(Data extracted from a collection)
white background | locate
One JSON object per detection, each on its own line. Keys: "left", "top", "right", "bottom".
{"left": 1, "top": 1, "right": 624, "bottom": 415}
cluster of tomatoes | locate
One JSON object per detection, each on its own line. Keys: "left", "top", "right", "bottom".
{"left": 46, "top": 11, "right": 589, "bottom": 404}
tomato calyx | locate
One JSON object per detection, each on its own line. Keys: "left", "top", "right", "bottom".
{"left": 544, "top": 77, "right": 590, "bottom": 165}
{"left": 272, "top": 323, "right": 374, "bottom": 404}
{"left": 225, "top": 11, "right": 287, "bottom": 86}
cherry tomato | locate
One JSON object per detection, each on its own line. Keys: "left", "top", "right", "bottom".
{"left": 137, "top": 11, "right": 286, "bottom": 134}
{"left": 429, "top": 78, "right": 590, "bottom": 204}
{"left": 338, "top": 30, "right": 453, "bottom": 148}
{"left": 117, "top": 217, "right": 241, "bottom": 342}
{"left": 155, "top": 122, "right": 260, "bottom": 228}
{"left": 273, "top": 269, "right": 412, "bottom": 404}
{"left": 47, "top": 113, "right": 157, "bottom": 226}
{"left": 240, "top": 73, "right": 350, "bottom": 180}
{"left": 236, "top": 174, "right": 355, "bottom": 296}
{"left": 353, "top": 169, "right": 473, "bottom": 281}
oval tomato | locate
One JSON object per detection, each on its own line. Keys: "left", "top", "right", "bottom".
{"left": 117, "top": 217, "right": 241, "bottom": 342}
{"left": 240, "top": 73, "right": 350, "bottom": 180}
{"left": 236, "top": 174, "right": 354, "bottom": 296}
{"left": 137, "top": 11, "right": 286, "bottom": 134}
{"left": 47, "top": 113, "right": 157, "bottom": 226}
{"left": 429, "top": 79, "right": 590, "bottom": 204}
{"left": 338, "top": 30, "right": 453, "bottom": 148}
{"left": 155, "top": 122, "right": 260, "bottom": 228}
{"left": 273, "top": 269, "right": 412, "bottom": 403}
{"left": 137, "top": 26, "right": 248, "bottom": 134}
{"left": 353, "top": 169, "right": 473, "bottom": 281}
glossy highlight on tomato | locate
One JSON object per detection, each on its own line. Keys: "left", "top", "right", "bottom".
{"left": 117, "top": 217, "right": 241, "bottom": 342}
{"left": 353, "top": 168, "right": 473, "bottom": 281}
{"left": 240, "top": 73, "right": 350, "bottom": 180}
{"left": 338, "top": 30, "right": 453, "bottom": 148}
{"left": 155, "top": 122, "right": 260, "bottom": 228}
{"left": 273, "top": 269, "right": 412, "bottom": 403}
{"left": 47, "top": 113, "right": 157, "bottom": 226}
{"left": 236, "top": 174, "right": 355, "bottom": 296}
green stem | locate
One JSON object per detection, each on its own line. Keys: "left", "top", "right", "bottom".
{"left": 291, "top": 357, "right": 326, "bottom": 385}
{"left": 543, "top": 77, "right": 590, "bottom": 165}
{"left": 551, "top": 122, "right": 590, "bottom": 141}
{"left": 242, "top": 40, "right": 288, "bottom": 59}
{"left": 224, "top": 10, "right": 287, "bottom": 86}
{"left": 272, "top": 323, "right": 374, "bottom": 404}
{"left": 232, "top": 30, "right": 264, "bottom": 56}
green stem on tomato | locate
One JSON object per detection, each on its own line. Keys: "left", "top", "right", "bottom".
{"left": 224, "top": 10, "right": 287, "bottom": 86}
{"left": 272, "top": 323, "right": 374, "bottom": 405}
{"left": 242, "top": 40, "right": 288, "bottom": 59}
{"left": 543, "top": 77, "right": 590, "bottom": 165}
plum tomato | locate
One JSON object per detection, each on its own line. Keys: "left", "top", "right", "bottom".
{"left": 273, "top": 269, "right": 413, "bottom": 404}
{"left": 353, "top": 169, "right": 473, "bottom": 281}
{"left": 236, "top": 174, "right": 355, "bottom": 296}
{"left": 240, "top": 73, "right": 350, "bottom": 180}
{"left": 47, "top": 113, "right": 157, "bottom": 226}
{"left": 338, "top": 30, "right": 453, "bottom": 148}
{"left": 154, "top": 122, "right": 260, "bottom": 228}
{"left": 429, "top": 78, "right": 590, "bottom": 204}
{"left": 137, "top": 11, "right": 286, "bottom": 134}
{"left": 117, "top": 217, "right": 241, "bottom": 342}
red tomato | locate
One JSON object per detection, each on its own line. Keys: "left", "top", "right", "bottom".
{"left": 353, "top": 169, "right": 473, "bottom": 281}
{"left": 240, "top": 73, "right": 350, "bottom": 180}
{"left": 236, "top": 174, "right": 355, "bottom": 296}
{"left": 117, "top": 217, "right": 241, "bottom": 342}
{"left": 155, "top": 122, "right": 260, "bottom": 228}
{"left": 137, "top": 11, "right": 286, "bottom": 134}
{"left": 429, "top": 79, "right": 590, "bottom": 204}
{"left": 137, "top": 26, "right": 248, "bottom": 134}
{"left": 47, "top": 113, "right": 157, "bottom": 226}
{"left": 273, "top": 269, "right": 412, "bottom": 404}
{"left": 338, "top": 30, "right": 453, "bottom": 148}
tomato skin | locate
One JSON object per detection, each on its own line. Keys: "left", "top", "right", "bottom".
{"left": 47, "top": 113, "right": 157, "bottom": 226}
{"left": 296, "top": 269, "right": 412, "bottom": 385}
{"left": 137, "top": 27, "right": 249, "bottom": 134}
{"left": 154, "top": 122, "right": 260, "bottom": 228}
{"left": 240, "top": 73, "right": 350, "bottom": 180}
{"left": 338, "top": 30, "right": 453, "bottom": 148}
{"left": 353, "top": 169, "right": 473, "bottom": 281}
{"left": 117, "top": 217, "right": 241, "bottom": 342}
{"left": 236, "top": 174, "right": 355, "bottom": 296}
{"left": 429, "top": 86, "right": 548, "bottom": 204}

TASK DIRECTIONS: For every line above that includes the string "green", copy the line.

ANSWER:
green stem | locate
green stem on tomato | locate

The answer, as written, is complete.